TASK DIRECTIONS: In the data below, quote verbatim every line from the one containing "e.g. [(263, 19)]" up to and including the one containing "80), (8, 60)]".

DATASET ENTRIES:
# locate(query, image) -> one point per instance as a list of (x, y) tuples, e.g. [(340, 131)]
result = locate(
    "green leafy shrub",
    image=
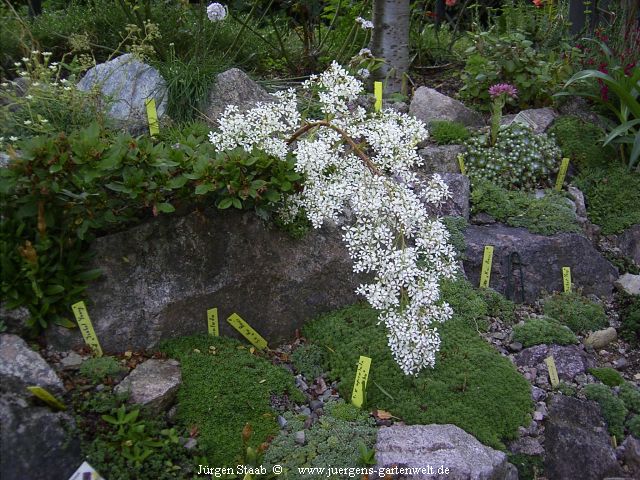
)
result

==

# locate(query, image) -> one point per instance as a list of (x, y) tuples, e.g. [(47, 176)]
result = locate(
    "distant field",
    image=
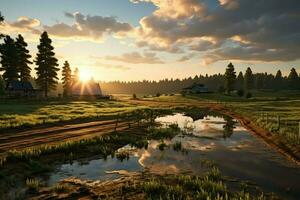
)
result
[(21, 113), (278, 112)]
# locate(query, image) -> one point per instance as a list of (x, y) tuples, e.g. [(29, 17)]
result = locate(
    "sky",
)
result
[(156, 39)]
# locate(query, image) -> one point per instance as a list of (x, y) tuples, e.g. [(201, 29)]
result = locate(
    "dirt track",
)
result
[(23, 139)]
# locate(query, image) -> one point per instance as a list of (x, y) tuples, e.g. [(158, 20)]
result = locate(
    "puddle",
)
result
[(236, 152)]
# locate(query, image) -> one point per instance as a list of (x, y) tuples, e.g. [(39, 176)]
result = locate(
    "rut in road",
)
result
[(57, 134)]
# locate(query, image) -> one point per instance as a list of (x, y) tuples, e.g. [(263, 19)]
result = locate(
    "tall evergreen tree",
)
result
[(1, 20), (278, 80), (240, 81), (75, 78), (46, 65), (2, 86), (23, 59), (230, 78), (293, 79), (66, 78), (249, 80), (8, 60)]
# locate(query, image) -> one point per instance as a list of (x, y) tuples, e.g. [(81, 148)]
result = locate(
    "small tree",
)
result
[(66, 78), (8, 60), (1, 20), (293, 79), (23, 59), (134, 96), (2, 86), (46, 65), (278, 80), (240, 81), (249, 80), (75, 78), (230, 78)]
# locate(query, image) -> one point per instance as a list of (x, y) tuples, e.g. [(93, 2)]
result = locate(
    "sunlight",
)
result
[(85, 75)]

* * *

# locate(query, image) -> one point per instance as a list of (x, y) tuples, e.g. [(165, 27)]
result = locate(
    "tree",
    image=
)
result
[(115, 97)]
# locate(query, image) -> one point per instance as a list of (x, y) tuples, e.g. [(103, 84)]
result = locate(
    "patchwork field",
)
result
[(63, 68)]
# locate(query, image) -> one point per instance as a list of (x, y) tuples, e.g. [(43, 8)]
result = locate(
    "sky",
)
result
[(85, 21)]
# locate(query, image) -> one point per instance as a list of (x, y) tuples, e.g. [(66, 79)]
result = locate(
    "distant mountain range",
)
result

THE ANSWER:
# locate(query, image) -> one point per instance as a list of (x, y) tuples, e.g. [(263, 19)]
result = locate(
    "tall evergreen tree",
)
result
[(1, 20), (278, 80), (240, 81), (75, 78), (46, 65), (2, 86), (23, 59), (230, 78), (293, 79), (66, 78), (249, 80), (8, 60)]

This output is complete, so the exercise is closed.